▶ **Problem to solve**: Please set down every entry below exactly as given.

▶ **Data excerpts**:
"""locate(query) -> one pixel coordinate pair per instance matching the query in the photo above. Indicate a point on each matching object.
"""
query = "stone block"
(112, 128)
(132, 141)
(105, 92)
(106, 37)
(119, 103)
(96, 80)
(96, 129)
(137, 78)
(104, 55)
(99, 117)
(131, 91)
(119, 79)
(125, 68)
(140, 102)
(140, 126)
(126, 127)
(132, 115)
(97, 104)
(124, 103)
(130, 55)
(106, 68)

▶ **Completed task**:
"""locate(query) -> one pixel coordinate pair per instance matching the query in the photo above. Indicate a point on each matching object.
"""
query = "stone block"
(112, 128)
(132, 141)
(105, 92)
(106, 37)
(119, 103)
(96, 80)
(96, 129)
(137, 78)
(104, 55)
(99, 117)
(131, 91)
(119, 79)
(125, 68)
(140, 102)
(140, 126)
(126, 127)
(132, 115)
(97, 104)
(124, 103)
(130, 55)
(106, 68)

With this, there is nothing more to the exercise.